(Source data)
☆ ☆ ☆

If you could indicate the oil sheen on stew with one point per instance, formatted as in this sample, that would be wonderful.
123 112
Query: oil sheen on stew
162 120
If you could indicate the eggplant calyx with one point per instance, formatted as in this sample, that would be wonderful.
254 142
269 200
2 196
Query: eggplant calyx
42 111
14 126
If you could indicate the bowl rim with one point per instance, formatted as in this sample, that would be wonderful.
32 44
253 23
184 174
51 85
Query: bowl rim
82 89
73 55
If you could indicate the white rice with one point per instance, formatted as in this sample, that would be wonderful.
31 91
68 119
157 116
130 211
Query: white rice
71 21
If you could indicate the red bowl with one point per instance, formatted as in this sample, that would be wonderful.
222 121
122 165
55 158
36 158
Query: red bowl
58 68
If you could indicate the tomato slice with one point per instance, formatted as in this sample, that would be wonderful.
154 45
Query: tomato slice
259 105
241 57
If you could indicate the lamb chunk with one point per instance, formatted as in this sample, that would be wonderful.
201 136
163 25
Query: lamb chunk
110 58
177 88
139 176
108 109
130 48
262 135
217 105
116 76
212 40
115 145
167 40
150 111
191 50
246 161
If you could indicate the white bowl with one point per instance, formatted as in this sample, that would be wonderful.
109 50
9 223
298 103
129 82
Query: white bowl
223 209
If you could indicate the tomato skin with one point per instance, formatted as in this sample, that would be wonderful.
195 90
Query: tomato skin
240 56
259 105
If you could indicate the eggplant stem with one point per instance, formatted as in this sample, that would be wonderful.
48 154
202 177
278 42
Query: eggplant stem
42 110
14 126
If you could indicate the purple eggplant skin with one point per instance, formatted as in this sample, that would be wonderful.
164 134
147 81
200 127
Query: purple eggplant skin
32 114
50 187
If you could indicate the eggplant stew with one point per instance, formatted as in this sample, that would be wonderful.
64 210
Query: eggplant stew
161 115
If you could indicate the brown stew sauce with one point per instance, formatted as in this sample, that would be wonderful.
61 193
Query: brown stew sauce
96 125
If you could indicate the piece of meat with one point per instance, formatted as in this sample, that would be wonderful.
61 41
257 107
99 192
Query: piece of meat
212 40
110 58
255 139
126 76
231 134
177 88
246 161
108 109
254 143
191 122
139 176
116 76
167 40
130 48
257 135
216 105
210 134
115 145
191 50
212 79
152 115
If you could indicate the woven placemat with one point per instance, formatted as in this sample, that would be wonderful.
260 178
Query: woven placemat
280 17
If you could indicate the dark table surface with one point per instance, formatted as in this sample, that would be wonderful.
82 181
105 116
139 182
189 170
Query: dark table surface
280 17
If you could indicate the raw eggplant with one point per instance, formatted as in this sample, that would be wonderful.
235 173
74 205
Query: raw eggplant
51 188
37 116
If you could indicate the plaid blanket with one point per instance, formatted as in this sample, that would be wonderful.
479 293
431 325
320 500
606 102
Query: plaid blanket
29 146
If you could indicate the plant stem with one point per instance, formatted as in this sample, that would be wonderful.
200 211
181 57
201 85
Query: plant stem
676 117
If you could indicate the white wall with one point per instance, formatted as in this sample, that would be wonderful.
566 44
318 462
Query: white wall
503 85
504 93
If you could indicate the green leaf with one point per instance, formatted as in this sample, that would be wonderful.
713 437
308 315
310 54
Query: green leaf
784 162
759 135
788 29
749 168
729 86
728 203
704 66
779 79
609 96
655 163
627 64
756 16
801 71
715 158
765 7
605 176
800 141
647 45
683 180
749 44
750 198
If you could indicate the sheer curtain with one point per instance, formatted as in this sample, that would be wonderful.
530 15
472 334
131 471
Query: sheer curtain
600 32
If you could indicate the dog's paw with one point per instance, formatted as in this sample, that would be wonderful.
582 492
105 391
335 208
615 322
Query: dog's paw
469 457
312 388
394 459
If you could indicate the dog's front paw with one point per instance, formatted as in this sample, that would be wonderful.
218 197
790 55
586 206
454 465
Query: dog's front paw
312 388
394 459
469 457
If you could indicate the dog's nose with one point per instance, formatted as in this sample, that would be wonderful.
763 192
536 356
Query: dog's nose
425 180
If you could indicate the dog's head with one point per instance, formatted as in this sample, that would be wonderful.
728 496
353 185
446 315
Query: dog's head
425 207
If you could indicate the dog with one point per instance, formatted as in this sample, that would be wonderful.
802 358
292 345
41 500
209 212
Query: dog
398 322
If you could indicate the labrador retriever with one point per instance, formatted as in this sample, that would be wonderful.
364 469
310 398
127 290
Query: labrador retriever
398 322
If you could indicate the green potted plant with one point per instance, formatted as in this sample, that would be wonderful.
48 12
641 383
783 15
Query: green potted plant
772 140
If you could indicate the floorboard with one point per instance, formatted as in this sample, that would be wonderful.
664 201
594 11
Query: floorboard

☆ ☆ ☆

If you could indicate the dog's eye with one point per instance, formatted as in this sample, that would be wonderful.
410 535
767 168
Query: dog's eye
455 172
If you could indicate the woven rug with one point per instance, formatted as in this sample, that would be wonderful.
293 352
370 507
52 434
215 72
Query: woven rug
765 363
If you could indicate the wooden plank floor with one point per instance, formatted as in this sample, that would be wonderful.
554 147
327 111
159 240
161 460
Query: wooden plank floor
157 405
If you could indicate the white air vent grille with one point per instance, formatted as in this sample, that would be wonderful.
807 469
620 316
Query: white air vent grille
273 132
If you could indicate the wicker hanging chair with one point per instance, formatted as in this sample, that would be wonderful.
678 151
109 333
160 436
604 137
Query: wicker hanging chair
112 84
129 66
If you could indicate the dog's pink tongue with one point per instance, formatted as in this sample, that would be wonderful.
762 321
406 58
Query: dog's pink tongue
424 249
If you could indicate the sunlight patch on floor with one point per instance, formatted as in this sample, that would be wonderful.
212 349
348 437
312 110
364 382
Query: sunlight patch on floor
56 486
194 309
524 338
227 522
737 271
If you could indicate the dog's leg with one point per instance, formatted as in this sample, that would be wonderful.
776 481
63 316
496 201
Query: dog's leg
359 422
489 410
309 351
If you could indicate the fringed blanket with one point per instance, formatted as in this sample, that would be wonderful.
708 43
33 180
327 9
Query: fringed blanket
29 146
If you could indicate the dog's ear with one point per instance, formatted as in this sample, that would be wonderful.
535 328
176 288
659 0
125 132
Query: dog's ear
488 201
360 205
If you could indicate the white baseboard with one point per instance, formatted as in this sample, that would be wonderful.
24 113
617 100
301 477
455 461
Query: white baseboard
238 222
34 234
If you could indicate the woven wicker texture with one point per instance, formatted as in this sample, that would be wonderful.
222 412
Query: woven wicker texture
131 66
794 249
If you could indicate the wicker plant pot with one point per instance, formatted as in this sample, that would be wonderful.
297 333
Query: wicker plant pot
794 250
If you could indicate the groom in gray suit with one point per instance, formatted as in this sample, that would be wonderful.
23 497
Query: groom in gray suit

☆ ☆ ☆

Count the lines in the records above that contain the string "fringed", treating case as significant, and give only the number.

TASK ANSWER: 2